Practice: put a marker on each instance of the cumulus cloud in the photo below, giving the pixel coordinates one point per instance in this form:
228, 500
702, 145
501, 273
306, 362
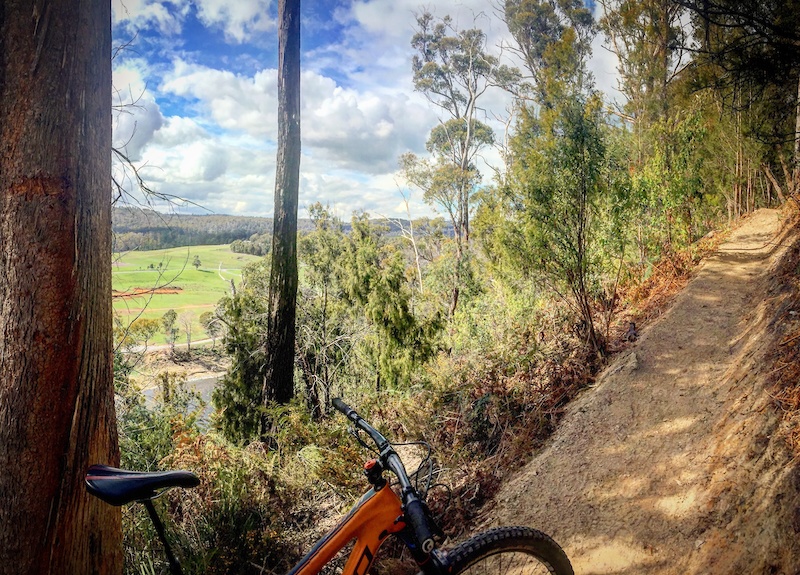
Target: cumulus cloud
360, 130
166, 17
239, 20
137, 116
233, 101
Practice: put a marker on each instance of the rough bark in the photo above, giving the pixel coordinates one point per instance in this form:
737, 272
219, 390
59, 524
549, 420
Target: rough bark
279, 378
56, 390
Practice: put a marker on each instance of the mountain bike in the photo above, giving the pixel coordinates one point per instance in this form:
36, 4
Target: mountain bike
385, 510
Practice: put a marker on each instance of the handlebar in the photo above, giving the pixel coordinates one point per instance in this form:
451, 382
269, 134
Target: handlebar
413, 508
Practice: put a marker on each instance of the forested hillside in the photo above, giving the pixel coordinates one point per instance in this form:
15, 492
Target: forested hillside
144, 229
476, 338
138, 228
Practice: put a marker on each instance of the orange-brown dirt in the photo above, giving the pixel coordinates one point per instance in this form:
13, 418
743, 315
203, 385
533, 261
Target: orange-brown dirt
138, 292
675, 460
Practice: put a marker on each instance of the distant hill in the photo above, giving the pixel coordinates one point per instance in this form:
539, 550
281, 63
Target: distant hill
143, 229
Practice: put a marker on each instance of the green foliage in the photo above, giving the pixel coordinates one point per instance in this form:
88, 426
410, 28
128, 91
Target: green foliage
555, 40
238, 396
257, 245
558, 203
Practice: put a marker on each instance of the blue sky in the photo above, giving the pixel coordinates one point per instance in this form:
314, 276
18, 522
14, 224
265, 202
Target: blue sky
196, 88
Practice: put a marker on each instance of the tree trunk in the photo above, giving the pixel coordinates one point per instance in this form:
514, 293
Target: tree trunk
279, 377
56, 392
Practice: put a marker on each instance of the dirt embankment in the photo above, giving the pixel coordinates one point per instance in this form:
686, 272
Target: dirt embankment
674, 462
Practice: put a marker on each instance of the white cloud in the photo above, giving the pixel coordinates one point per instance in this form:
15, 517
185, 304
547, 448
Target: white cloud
166, 17
239, 20
136, 114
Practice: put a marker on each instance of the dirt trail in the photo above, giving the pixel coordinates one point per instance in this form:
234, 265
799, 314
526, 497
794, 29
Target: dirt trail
671, 463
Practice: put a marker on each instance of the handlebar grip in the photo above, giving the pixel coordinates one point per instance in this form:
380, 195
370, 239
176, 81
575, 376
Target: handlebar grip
418, 519
343, 407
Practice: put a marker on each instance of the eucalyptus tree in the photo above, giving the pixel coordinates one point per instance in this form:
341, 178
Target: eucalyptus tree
553, 38
278, 383
56, 394
650, 41
747, 51
453, 69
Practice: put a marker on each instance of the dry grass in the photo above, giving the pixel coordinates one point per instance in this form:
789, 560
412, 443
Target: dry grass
784, 376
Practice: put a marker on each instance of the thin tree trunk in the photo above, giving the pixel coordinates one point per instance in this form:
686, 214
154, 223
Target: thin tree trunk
56, 392
796, 178
279, 378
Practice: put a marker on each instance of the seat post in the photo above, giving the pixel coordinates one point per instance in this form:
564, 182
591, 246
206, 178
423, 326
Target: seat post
174, 564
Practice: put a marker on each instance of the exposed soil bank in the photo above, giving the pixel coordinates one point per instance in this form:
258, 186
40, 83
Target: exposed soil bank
673, 462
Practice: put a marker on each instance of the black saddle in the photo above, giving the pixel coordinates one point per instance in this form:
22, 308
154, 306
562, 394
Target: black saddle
118, 486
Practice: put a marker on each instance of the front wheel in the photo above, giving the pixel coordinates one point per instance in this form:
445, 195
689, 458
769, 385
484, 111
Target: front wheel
509, 551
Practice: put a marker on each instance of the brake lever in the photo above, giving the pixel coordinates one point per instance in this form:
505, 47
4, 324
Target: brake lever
357, 434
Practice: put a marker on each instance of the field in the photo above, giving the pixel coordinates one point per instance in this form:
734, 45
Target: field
166, 279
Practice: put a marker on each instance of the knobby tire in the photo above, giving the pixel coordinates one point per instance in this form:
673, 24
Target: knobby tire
509, 551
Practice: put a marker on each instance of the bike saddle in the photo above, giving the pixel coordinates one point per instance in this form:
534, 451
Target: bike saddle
118, 486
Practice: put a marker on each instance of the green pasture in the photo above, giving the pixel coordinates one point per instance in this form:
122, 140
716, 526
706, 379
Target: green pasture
200, 289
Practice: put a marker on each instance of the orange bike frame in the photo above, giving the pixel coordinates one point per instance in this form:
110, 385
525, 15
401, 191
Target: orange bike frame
377, 515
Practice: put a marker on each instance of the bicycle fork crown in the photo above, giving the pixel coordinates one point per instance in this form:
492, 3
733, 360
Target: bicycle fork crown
374, 472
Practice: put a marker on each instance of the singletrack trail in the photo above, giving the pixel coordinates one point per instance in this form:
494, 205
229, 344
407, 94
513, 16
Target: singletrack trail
673, 461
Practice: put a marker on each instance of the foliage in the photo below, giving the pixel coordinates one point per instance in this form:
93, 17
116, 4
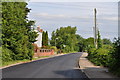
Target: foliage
115, 54
106, 41
53, 47
45, 38
66, 39
99, 42
7, 55
99, 56
17, 35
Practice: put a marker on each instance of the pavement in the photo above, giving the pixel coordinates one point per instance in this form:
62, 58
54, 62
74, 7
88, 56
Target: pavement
64, 66
93, 71
22, 62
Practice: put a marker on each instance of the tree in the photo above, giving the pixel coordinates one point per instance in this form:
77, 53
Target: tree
99, 42
17, 35
46, 38
65, 39
106, 41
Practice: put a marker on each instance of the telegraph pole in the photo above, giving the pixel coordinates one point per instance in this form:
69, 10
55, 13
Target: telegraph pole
95, 29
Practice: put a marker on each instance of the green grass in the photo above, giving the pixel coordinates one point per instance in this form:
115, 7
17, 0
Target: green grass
3, 64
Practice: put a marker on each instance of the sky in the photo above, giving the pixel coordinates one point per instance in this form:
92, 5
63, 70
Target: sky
53, 15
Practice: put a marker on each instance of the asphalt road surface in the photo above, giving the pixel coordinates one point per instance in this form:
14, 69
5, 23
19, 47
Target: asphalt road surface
65, 66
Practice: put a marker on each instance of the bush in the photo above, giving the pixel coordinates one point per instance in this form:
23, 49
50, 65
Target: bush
54, 47
7, 55
115, 54
99, 56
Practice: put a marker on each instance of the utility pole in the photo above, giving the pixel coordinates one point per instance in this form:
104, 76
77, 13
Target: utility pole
95, 29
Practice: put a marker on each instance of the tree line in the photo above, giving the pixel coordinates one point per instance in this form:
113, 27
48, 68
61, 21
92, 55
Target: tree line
17, 35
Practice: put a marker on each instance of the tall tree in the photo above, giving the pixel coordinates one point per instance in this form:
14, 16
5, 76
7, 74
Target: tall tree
46, 38
99, 42
16, 29
65, 38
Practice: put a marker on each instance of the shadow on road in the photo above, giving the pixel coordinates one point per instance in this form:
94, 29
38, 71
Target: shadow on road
71, 73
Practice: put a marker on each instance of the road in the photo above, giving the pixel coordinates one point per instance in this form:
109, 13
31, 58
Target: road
65, 66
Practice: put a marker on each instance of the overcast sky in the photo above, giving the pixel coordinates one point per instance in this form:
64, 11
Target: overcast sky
53, 15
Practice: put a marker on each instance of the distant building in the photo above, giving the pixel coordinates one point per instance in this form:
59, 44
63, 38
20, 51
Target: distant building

Work order = Each record should be printed again precisely, though not its pictures.

Answer to the exercise =
Practice: put a marker on each instance of the cumulus cloud in the photo below, giving the pixel coordinates one point per instance in this form:
228, 500
702, 145
501, 273
306, 362
Target: cumulus cloud
360, 130
166, 17
239, 20
137, 116
233, 101
Practice: put a marker on each instance of the rough bark in the photo above, giving the pixel coordinates one point per instance in this form:
737, 272
219, 390
59, 524
549, 420
Target: rough bark
279, 378
56, 390
Practice: put a marker on each instance of the mountain bike in the photo above, giving the pixel coordinates one point per instance in this form:
36, 4
Target: mountain bike
385, 510
Practice: put a marker on each instance of the handlebar in the photo above, giving the pixel coordinates one point per instance in this form:
451, 382
269, 134
Target: handlebar
413, 508
Practice: put a marker on each instance of the forested hillside in the photo above, giving the pixel coordinates one point per instance in this form:
15, 492
Target: forested hillside
144, 229
476, 338
138, 228
Practice: put a marker on each instance of the orange-brown dirt in the photo above, giving the pixel coordinates one point per instance in this form:
13, 418
743, 315
203, 385
533, 261
Target: orange-brown dirt
138, 292
675, 460
Practice: put a marker on each instance of the distant hill in the photo above, giving the pixel coordinates one point per instance in this form:
539, 550
281, 63
Target: distant hill
143, 229
Practice: put a marker on each instance of the green foliage in the photo above, giving the pixel coordinates one point per instance in this form:
88, 426
410, 28
128, 91
Target: green foliage
555, 40
238, 396
257, 245
558, 203
Practice: put a marker on each instance of the blue sky in the photo above, giving the pixel coordinates one point per instance in this form:
314, 276
18, 522
14, 224
265, 202
Target: blue sky
196, 88
Practice: put a marker on each instance of the tree trunk in the photo above, giving the pixel coordinates one point per instance in this form:
514, 293
Target: tree trunk
279, 377
56, 392
Practice: put a marker on each instance of the dirt embankment in the photo above, giving the pixel coordinates one point per instance in this form:
686, 272
Target: dirt embankment
674, 462
Practice: put a marker on each instance of the white cloud in the photo above, giving the pixel coordinates one point per instance in this form:
15, 517
185, 304
547, 448
Target: white cloud
166, 17
239, 20
136, 114
Practice: put a marker on each instance of the dirt trail in the photo above, giving the pixel coordinates one point per instance in this form:
234, 265
799, 314
526, 497
794, 29
Target: dirt trail
671, 463
Practice: put a marker on each instance of the handlebar grip in the photo above, giving the pixel coordinates one point per instance in this form:
380, 195
370, 239
176, 81
575, 376
Target: handlebar grip
418, 519
343, 407
Practice: put a marker on each instance of the eucalyptus tree in the photo above, giving the pixel coordinates one point per instance in this form:
341, 178
Target: eucalyptus tree
553, 38
278, 383
56, 394
650, 41
747, 51
453, 69
Practice: put a marker on each instance of the dry grass in the photo above, giving the pixel coordinates one point per instance in this form:
789, 560
412, 443
Target: dry grass
784, 376
Practice: put a marker on each instance of the thin tree trunk in the photo above, giving the pixel coordinates one point per instance in this form:
686, 214
154, 223
Target: thin tree trunk
56, 392
796, 178
279, 378
Practice: put a marker on each instance of the seat post in the photo above, giving the pixel coordinates one point per instance in this form:
564, 182
591, 246
206, 178
423, 326
Target: seat post
174, 564
Practice: put a marker on each instance of the exposed soil bank in the photo above, giving the pixel coordinates one point per instance in this form:
258, 186
40, 83
Target: exposed soil bank
673, 462
Practice: put a marker on each instance of the black saddle in the photo above, giving the pixel coordinates one point per instance in this form:
22, 308
154, 306
562, 394
Target: black saddle
118, 486
Practice: put a marker on each instance of the front wheel in the photo above, giving the pixel coordinates one point per instance in this form:
445, 195
689, 458
769, 385
484, 111
Target: front wheel
509, 551
Practice: put a marker on each instance of the brake lever in the photo above, giving the pixel coordinates one point per instance in this form:
505, 47
4, 324
Target: brake lever
357, 434
Practice: put a marker on each instance of the field in the photo above, giving the pixel coordinates one point per instance in this form:
734, 45
Target: field
166, 279
Practice: put a marker on each instance of the knobby tire in the photo above, giving the pixel coordinates one point per instance in this form:
673, 24
Target: knobby tire
509, 551
Practice: put a marker on each instance of the bike saddle in the photo above, giving the pixel coordinates one point per instance in this form:
534, 451
Target: bike saddle
118, 486
Practice: put a marker on each instance of the green pasture in the photo above, giving the pixel coordinates one point per instance in this form:
122, 140
716, 526
706, 379
Target: green pasture
200, 289
Practice: put a marker on each instance of the orange bike frame in the photo above, giving the pixel coordinates one point per instance in this form:
110, 385
525, 15
401, 191
Target: orange bike frame
377, 515
Practice: put a marker on each instance of the bicycle fork crown in the photo above, giving the pixel coordinates one point per instance in this form:
492, 3
733, 360
Target: bicycle fork crown
374, 472
Practice: put a marker on each instance of the singletrack trail in the photo above, giving the pixel coordinates one point per instance in this form:
494, 205
229, 344
407, 94
513, 16
Target: singletrack trail
673, 461
Practice: put a marker on each instance of the foliage in the photo below, giving the pixel coordinates one point per instance in this form:
93, 17
116, 4
Target: foliage
115, 54
106, 41
53, 47
45, 38
66, 39
99, 42
7, 55
99, 56
17, 35
Practice: put a marker on each instance of the pavement in the photo above, giving the pixel coordinates one point per instance in this form:
62, 58
54, 62
74, 7
88, 56
Target: pavement
64, 66
93, 71
22, 62
Practice: put a marker on each instance of the tree in the photo above, giving the pixel coordinates one point per instance in this form:
77, 53
Target: tree
99, 42
17, 35
46, 38
65, 39
106, 41
Practice: put a marker on each instance of the telegraph pole in the photo above, giving the pixel coordinates one point per instance in this form:
69, 10
55, 13
Target: telegraph pole
95, 29
Practice: put a marker on each instance of the green grass in the photo above, giving the pixel coordinates one point per instance in this form:
115, 7
17, 0
Target: green grass
3, 64
Practice: put a marker on each instance of the sky in the photo above, giving the pixel coordinates one point per instance in this form:
92, 5
63, 70
Target: sky
53, 15
Practice: put a marker on each instance of the asphalt road surface in the photo above, giving the pixel coordinates one point per instance in this form:
14, 69
5, 23
19, 47
Target: asphalt road surface
65, 66
Practice: put a marker on each instance of the bush in the photo above, giving the pixel coordinates one point per instance in this form:
23, 49
50, 65
Target: bush
54, 47
7, 55
115, 54
99, 56
Practice: put a marker on each instance of the utility pole in the photo above, giving the pixel coordinates one point per instance in this form:
104, 76
77, 13
Target: utility pole
95, 29
Practice: put a marker on each instance of the tree line in the photo above, giving the pixel coordinates one point per instance in this form:
113, 27
48, 68
61, 21
92, 55
Target: tree line
17, 35
Practice: put a marker on each instance of the tall tree in the photo above, giving the pixel coordinates one point per instance in this form:
14, 16
5, 76
7, 74
Target: tall tree
46, 38
99, 42
16, 29
65, 38
Practice: put a marker on each instance of the shadow on road in the photo above, giving the pixel coordinates one point per instance in this form:
94, 29
38, 71
Target: shadow on road
71, 73
Practice: put a marker on each instance of the road in the photo above, giving the pixel coordinates one point per instance in this form:
109, 13
31, 58
Target: road
65, 66
Practice: put a marker on each instance of the overcast sky in the photo above, giving the pixel coordinates one point per instance in this form:
64, 11
Target: overcast sky
53, 15
Practice: put a marker on each instance of the distant building in the photo above, giving the pixel coordinates one point per instance in this form:
59, 44
63, 38
20, 51
Target: distant building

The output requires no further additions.